Task directions: Please list every place where, according to the Yvonne Carter biography below, she practiced as a GP.

======== Quoted passage ========

- Born: Yvonne Helen Carter 16 April 1959
- Died: 20 October 2009 (aged 50)
- Education: St Mary's Hospital Medical School, London
- Occupation: Dean of Warwick Medical School
- Spouse(s): Dr. Michael Bannon (1988–2009; her death); 1 son

= Yvonne Carter =

British general practitioner

Yvonne Helen Carter (16 April 1959 – 20 October 2009) was a British general practitioner (GP or family doctor) and Dean of the Warwick Medical School, a post she took up in 2004, after being the Vice-Dean. Warwick Medical School is Britain's first medical school to only accept applications from graduates.

Her career as a GP spanned 20 years, practising in a succession of inner city communities in Liverpool, Birmingham, East London and, until 2007, in Coventry. She was also an academic GP and Honorary Consultant in Primary Care at Coventry Teaching Primary Care Trust and a Non-Executive Director and Vice Chair at University Hospitals Coventry and Warwickshire NHS Trust. She was also Chair of the Comprehensive Local Research Network for West Midlands (South).

She was a Non-Executive Director of University Hospitals of Coventry and Warwickshire NHS Trust and the Pro-Vice-Chancellor for Regional Engagement at the University of Warwick. In 2008 she was appointed Deputy Lieutenant for the County of the West Midlands.

==Medical career==
Carter attended Notre Dame High School in Liverpool. She first trained at London's St Mary's Hospital Medical School graduating in 1983 with a distinction in Obstetrics and Gynaecology.

She completed a General Practice Vocational Training Scheme in Liverpool and became a Member of the Royal College of General Practitioners (RCGP) in 1987. In 1990 she became an Honorary Research Fellow at Keele University and was awarded a three-year Royal College of General Practitioners Research Training Fellowship. She was awarded a Doctorate of Medicine in 1994 by the University of London. In the same year she was awarded a Fellowship of the RCGP.

From 1992 to 1996 she was a Senior Clinical Lecturer in the University of Birmingham's Department of General Practice. She became the youngest Professor of General Practice and Primary Care in the UK when she took up post as chair and Head of Department at Barts Hospital and the Queen Mary's School of Medicine and Dentistry in 1996. In 2001, she became Head of the Division of Community Sciences and in 2002, following restructuring in the School, became Director of the Institute of Community Health Sciences. She became Dean in 2003 when she moved to Warwick.

======== Information provided ========

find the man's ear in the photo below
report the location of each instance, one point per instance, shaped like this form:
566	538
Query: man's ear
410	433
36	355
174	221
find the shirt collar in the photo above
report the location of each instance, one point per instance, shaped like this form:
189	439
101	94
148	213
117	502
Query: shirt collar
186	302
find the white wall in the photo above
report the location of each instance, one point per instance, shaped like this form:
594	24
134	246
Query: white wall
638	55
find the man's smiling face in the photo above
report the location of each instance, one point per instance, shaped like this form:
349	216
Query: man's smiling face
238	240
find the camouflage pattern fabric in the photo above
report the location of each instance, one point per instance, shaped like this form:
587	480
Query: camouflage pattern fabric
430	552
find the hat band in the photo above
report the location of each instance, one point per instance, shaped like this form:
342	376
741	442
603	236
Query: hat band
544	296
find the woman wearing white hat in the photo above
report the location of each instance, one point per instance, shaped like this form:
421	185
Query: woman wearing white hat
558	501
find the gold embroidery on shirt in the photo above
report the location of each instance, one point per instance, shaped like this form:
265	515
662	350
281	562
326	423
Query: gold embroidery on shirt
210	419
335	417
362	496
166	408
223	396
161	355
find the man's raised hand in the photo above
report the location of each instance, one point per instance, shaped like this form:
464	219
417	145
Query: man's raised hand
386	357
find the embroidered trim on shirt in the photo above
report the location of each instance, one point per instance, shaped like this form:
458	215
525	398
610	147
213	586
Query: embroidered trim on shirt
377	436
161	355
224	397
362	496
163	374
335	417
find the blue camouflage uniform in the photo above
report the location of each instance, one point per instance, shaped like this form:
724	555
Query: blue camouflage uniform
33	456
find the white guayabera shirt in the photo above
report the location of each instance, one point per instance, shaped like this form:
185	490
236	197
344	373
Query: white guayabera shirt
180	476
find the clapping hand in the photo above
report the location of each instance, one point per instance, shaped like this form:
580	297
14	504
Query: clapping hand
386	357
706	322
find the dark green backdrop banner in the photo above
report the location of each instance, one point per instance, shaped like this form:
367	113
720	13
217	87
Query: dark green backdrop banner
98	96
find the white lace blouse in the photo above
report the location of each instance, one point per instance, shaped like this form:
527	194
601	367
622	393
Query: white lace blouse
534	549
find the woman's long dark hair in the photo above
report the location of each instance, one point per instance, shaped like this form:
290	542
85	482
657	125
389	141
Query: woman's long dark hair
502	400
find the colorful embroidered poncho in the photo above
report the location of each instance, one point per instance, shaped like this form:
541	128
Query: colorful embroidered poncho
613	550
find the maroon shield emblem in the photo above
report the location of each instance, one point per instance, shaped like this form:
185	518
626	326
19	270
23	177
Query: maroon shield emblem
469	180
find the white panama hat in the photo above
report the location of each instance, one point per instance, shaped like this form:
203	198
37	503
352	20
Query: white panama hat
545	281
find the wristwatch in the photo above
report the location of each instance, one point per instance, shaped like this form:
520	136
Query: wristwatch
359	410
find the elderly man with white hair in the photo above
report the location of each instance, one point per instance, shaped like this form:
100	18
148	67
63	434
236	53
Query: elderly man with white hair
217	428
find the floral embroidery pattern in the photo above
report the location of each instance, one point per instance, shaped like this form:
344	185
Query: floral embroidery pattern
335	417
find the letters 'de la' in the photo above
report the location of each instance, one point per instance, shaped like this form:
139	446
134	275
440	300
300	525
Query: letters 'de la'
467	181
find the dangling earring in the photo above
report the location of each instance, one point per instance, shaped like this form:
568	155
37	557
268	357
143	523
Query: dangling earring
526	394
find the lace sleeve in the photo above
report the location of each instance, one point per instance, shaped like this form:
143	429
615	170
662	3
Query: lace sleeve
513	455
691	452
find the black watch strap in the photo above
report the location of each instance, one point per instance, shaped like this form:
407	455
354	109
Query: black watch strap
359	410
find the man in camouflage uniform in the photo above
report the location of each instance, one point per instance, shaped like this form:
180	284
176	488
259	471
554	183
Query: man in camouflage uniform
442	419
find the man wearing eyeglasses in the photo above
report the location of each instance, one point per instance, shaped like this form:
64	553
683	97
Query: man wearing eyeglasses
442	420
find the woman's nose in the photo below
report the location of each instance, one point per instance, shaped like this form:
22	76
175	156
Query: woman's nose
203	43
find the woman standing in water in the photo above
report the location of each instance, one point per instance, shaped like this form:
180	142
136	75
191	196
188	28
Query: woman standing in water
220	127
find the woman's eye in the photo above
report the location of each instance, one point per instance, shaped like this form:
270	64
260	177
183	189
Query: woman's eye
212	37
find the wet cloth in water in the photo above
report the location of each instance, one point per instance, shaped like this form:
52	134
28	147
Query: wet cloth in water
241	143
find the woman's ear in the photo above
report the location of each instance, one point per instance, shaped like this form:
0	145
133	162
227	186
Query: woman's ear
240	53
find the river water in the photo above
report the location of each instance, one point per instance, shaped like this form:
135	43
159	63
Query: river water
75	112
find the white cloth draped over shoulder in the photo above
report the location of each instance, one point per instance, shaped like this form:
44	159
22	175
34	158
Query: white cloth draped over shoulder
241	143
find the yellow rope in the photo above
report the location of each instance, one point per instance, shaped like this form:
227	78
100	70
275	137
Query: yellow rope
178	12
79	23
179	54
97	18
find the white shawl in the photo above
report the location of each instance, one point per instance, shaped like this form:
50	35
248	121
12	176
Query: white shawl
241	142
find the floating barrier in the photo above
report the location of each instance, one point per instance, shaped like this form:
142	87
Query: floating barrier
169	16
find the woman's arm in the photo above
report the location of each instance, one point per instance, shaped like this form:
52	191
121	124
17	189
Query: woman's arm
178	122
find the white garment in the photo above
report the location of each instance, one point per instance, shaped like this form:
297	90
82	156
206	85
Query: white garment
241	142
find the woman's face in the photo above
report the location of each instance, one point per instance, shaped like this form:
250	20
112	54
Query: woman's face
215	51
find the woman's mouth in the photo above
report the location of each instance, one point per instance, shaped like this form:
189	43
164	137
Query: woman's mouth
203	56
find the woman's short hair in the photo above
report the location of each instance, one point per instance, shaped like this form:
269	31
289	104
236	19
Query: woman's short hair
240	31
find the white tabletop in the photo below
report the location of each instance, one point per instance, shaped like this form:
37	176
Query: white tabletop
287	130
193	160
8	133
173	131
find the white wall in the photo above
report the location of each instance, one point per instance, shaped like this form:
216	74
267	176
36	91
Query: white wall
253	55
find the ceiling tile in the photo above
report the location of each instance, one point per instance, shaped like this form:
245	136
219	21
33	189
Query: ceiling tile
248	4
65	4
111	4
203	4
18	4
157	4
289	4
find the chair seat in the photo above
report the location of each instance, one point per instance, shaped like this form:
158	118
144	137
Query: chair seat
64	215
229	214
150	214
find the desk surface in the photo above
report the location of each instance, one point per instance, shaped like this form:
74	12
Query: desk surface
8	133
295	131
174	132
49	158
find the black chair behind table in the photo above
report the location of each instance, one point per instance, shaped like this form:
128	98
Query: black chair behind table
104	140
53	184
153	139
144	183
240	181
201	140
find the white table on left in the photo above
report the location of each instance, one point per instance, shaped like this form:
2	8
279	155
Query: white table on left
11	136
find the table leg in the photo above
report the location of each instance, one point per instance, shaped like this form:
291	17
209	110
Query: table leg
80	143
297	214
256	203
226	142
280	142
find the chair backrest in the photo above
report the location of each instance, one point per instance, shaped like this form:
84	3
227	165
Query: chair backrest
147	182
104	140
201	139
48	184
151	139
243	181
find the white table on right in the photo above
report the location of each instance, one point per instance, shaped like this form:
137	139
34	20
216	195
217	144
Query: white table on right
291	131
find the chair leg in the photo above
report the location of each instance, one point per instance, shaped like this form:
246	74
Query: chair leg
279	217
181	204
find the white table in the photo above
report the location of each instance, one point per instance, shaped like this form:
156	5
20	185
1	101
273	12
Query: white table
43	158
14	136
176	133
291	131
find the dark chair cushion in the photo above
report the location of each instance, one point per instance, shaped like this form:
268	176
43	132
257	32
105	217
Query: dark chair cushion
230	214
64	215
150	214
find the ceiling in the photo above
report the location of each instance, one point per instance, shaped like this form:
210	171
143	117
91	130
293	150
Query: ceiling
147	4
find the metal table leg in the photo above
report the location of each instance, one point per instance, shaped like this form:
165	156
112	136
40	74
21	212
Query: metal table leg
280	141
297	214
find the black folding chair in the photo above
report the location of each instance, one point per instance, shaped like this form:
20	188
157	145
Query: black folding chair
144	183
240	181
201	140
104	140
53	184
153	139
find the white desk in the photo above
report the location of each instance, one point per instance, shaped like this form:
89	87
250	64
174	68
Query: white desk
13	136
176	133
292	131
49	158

========

Result for this exercise: Liverpool, Birmingham, East London, Coventry